[Pointing and labeling records]

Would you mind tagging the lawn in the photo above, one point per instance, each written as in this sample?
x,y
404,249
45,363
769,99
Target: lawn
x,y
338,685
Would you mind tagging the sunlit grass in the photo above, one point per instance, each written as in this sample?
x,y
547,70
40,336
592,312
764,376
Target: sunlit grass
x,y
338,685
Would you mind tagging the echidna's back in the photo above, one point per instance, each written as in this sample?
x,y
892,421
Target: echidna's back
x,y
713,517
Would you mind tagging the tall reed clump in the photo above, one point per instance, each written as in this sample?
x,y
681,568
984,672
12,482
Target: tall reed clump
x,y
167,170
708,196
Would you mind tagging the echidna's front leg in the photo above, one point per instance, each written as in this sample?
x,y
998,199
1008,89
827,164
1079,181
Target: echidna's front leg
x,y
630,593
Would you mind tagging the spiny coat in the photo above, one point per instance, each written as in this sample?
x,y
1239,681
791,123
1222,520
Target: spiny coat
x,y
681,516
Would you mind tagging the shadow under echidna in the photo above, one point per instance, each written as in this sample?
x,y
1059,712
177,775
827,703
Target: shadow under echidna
---
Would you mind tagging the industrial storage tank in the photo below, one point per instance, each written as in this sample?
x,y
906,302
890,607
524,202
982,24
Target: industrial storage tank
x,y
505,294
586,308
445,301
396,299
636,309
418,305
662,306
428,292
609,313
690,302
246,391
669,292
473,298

• [Given exercise] Output the lines of the records between the line containing "Would you mind tagging the tall" and the line containing "Target: shadow under echidna", inclusive, as a Markdown table with the columns Row and Line. Leave out any blank lines.

• [Result of this exercise]
| Row | Line |
|---|---|
| 1 | Would you mind tagging the tall reed clump in the photo above, one point per instance, each written as in this sample? |
| 2 | x,y |
| 3 | 681,568 |
| 4 | 984,672 |
| 5 | 12,482 |
| 6 | Target: tall reed clump |
| 7 | x,y |
| 8 | 167,170 |
| 9 | 708,196 |
| 10 | Would you mind tagging the echidna's front leg in the photo above, one point per instance, each written as in this sample? |
| 11 | x,y |
| 12 | 998,199 |
| 13 | 1008,89 |
| 14 | 827,164 |
| 15 | 1079,181 |
| 16 | Target: echidna's front leg |
| 17 | x,y |
| 18 | 630,593 |
| 19 | Would you mind tagging the spiny coat in the photo above, one point per instance, each written as in this sample? |
| 20 | x,y |
| 21 | 1239,681 |
| 22 | 791,123 |
| 23 | 1222,520 |
| 24 | Target: spiny coat |
| 25 | x,y |
| 26 | 681,516 |
| 27 | Would you mind tagging the shadow under echidna in the photo above, one point per instance, each written as in this sample? |
| 28 | x,y |
| 29 | 1059,712 |
| 30 | 177,775 |
| 31 | 827,703 |
| 32 | Target: shadow under echidna |